Segmentation data
= = = = = = =
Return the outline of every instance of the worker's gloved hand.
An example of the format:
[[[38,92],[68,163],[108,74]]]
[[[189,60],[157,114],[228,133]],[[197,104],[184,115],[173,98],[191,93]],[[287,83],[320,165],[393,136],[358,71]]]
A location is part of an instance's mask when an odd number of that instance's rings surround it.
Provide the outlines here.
= = = = = = =
To do:
Convert each line of the rows above into a JSON list of strings, with one string per line and blank lines omitted.

Complete response:
[
  "Return the outline of every instance of the worker's gloved hand.",
  "An example of the format:",
  "[[[38,92],[68,163],[108,74]]]",
  "[[[189,60],[157,114],[228,133]],[[197,104],[184,115],[173,98],[191,93]],[[287,83],[320,165],[393,136],[358,71]]]",
  "A location is part of an instance's mask when an odd number of that instance's rings surround it.",
  "Provide the outlines here."
]